• _OBIETTIVO A_
Riporta tali e quali le righe delle voci, tutto dalla riga che contiene "Each instance of the water" giù fino a quella che contiene "[[174, 212]]", entrambe incluse. Lascia fuori le immagini.

Un dio idiota

 

 

(In occasione dell’uscita di “Iggy PopLust for life” di Paul Trynka, Arcana edizioni).

The worse thing in this world is a rockstar. And the only good rockstar is a dead rockstar.

Si tratta di rock’n’roll. Si tratta di presenze. L’Iguana appare, salmodia le sue immense litanie, in un’infinita rappresentazione. E noi che lo adoriamo, siamo rapiti nella contemplazione idiota di un’icona. Idiota, perché lui è un messia che non salva, da lui non si attende salvezza, ma la celebrazione dei propri vuoti a perdere. I’m loose. Sticky deep inside. E’ l’introibo (ad altare dei): la dissoluzione di ogni sostanza interiore, lo slittamento senza fine. Iggy danza. Le danze dissolute di un dio idiota. Un dio di cui si può ridere, come voleva Nietzsche. (Iggy come la Carmen?). E Iggy è la risposta a quel Nietzsche che lamentava la decadenza di una civiltà che non ha partorito nessun nuovo dio.

Un dio che chiede di essere il (mio. tuo. nostro) cane. E che con I wanna be your dog ci lascia al nostro silenzio – ad esso ci restituisce, reintegrati nella nostra disintegrazione.
E’ un dio morto, Iggy, e proprio perché morto continua a ridere. E se continua a esser lì, è perchè si rida di lui.

Va da sé che tutto questo non va preso sul serio.

m.r.

Il seguente brano è tratto dall’introduzione al libro di Paul Trynka:

 

 

Poi c’era Iggy. L’indistruttibile Iggy, che faceva piazza pulita di qualsiasi droga gli mettessero davanti al naso, che nel corso dei mesi precedenti il suo tour manager aveva dovuto trascinare diverse volte sul palco in stato di semi-incoscienza, che soltanto due giorni prima era stato steso a pugni da alcuni appartenenti a una banda di motociclisti ma li aveva invitati al concerto del Michigan Palace per avere il resto. Che ora appariva tanto rovinato fisicamente e mentalmente, da se stesso e da coloro che gli stavano intorno, che a volte la sua energia vitale e la sua luminosa bellezza sembravano sul punto di prosciugarsi. Era arrivato al punto che almeno uno dei suoi più intimi confidenti era giunto alla conclusione che avesse subito una sorta di esaurimento che aveva danneggiato permanentemente il suo sistema nervoso. Aveva la faccia gonfia e intorno ai suoi ipnotici occhi azzurri che avevano ammaliato una sfilza di ragazze tra le più desiderabili d’America si erano scavate delle rughe. Quella sera aveva deciso di provocare il pubblico composto in gran parte da motociclisti convinti che fosse una checca, indossando un body nero e uno scialle acconciato in modo da formare una specie di gonna trasparente. Nonostante il suo grottesco abbigliamento – o forse proprio facendo leva su quello – diceva a quei teppisti che le loro ragazze morivano dalla voglia di scoparselo. E casomai il messaggio non risultasse abbastanza esplicito, annunciò con tono lascivo il titolo della prossima canzone, Cock In My Pocket. E anche allora, mentre percorreva il palco danzando con flessuose movenze da ballerino, emanava un’energia sciamanica che elettrizzava gli spettatori, per metà affascinati, per metà sprezzanti, o semplicemente inebetiti dalle pasticche di Quaalude – che era diventata la droga du jour al Palace. Sospinto senza sosta dalla criminale, psicotica chitarra di James Williamson, Iggy si lanciò in brani come Gimme Danger o I Got Nothing, canzoni riguardanti la sensazione di essere un predestinato, canzoni che sentiva l’obbligo di continuare a scrivere anche se nessuna casa discografica sembrava interessata a pubblicarle.

• _VOCI ESTRATTE_
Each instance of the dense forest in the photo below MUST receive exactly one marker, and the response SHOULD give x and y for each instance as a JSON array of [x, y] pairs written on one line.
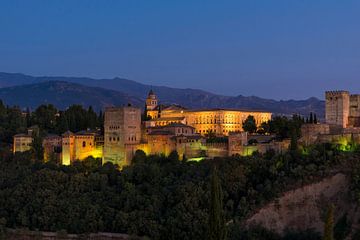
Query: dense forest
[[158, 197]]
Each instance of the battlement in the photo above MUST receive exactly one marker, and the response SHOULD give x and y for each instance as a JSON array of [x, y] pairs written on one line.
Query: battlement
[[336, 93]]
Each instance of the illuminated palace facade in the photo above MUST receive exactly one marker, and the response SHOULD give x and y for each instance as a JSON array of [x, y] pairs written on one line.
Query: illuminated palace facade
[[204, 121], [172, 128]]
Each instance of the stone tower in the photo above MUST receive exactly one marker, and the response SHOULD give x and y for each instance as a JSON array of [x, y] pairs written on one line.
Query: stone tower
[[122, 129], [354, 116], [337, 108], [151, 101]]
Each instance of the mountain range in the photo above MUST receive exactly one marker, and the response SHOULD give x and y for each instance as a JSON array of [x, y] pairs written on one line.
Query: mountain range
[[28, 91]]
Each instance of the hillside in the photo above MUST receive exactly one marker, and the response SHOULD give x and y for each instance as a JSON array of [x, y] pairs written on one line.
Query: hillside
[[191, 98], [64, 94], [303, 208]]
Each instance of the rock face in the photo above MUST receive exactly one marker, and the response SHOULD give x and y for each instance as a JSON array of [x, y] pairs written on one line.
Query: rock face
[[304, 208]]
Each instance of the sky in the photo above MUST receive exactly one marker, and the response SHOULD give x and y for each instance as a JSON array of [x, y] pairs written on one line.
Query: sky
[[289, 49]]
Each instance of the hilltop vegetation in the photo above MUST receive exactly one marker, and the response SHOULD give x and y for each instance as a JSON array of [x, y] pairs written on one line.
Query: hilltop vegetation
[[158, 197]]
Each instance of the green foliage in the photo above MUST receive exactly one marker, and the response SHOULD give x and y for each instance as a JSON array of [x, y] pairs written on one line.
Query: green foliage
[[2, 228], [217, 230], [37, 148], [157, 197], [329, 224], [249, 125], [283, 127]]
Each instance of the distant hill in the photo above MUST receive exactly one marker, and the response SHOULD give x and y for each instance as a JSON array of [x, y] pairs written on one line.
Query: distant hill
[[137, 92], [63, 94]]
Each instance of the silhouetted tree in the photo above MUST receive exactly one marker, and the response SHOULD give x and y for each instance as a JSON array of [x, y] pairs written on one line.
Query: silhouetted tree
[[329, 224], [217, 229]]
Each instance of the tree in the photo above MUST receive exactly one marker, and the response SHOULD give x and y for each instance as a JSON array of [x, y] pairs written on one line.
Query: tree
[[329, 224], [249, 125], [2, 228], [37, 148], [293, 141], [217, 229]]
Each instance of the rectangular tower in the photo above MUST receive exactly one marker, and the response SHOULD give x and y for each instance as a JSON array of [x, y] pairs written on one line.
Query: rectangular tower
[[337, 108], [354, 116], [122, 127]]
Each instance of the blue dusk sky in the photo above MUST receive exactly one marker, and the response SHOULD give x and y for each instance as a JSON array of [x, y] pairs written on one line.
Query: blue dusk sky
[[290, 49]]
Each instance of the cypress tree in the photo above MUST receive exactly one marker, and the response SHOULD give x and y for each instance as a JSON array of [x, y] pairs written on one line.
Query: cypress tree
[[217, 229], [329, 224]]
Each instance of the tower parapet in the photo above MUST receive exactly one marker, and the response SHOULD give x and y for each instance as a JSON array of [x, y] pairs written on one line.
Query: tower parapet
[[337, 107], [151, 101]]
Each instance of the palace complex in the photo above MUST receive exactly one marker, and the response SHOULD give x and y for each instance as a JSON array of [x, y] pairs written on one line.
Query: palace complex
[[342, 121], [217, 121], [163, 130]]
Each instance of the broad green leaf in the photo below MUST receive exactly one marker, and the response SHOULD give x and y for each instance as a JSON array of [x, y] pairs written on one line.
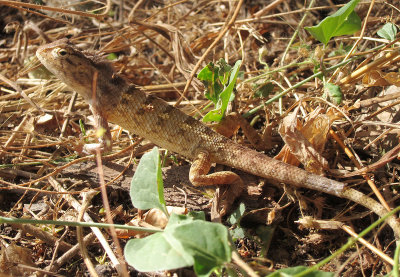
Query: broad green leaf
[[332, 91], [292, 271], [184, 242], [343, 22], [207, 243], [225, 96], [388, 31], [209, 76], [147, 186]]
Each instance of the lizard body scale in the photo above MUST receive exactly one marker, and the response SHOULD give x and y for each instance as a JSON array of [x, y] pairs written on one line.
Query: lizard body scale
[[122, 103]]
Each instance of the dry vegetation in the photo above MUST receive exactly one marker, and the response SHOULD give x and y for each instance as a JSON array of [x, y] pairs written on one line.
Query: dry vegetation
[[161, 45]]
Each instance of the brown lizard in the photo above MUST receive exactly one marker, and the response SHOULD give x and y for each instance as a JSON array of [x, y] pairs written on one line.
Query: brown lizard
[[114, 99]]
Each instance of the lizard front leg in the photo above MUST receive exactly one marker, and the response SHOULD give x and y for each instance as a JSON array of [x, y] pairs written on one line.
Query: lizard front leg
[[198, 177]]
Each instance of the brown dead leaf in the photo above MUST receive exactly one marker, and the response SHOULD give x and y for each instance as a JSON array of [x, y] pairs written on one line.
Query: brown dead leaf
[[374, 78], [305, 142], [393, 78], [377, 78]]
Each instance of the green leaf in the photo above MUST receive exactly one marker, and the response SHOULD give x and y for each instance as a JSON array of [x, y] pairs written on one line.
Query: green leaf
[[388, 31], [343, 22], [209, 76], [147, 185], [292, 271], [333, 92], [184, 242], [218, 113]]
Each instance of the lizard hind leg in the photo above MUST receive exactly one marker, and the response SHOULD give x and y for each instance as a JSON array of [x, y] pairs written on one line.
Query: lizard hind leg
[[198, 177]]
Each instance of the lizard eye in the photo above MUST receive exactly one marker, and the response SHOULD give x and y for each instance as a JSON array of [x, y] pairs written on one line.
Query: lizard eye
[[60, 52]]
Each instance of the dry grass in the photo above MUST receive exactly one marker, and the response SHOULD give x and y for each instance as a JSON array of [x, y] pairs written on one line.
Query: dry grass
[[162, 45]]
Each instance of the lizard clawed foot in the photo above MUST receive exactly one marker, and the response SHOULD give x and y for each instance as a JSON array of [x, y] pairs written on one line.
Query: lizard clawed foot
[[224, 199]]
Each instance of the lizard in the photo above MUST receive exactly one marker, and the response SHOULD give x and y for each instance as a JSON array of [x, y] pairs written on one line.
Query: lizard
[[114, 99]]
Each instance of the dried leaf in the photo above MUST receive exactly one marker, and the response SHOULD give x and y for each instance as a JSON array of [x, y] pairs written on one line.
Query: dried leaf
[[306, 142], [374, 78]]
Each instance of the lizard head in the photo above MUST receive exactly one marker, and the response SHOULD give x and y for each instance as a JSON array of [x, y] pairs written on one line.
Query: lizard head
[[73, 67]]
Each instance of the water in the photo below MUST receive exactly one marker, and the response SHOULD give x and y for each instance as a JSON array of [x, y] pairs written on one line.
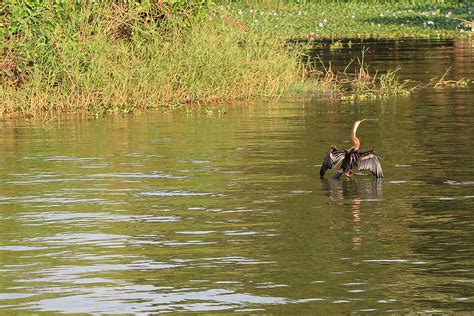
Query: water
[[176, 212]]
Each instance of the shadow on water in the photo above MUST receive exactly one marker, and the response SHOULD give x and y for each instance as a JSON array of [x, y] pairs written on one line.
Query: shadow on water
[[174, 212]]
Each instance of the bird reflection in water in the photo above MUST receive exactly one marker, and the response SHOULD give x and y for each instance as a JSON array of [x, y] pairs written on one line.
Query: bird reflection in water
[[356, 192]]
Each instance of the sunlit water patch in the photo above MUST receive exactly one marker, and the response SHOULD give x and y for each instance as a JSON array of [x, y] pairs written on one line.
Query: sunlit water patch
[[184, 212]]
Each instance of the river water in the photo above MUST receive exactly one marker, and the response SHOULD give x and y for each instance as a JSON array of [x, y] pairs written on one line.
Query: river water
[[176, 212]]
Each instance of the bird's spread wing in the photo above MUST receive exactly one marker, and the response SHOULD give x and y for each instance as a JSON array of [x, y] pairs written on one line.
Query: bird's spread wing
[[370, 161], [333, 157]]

• _OBIETTIVO B_
Restituisci senza modifiche il passo dell'articolo su Iggy Pop, tutto da "(In occasione dell’uscita" giù fino a "a dead rockstar.".

• _RISPOSTA SCRITTA A_
Each instance of the water in the photo below MUST receive exactly one marker, and the response SHOULD give x and y for each instance as a JSON array of [x, y] pairs written on one line.
Query: water
[[176, 212]]
Each instance of the shadow on water in the photo above MUST receive exactly one marker, and the response SHOULD give x and y for each instance as a JSON array of [x, y] pairs written on one line.
Query: shadow on water
[[174, 212]]

• _RISPOSTA SCRITTA B_
(In occasione dell’uscita di “Iggy PopLust for life” di Paul Trynka, Arcana edizioni).

The worse thing in this world is a rockstar. And the only good rockstar is a dead rockstar.